- Work instructions:
Please count the lines in the entries below that contain the string "shown", treating uppercase and lowercase as different, and give only that number.

★ ★ ★ ★ ★ ★ ★

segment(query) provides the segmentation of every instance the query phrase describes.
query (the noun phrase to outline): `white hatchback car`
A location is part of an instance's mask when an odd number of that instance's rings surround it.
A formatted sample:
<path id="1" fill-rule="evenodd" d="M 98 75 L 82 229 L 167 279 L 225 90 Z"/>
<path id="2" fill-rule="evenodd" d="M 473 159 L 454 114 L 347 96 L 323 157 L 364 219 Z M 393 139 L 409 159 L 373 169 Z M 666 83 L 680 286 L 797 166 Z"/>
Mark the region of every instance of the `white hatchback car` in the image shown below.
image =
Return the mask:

★ ★ ★ ★ ★ ★ ★

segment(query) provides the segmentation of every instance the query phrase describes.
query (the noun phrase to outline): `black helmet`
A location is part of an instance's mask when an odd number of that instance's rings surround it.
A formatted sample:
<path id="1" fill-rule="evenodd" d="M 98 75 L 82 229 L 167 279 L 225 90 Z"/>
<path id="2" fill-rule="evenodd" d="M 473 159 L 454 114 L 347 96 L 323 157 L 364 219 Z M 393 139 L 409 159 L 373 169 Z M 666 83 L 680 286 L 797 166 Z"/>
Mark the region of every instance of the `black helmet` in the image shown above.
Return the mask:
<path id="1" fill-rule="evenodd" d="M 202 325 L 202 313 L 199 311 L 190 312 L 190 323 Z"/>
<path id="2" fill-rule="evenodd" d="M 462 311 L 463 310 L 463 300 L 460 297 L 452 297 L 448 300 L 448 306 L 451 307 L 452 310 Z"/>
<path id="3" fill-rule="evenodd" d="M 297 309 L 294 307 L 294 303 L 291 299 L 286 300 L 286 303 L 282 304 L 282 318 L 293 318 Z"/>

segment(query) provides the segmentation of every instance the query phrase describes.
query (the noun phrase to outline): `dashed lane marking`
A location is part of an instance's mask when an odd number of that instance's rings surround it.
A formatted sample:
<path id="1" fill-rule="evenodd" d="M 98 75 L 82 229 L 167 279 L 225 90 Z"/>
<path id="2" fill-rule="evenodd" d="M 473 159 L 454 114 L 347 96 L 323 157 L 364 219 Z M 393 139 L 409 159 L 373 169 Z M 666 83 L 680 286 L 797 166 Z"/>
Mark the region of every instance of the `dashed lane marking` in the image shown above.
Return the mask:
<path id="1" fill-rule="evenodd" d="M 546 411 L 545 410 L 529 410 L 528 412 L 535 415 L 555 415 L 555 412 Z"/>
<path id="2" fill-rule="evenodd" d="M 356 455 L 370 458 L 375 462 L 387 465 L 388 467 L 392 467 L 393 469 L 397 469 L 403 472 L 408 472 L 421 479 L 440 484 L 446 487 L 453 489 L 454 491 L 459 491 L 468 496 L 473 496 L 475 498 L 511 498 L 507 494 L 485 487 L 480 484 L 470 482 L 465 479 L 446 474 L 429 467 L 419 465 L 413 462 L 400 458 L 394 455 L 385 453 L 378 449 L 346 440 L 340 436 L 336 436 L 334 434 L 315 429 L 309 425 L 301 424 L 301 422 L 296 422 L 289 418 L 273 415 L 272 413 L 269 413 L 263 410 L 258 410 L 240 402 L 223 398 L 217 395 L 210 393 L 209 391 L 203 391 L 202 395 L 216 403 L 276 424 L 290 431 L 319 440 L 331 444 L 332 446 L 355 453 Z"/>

★ ★ ★ ★ ★ ★ ★

- Written response:
3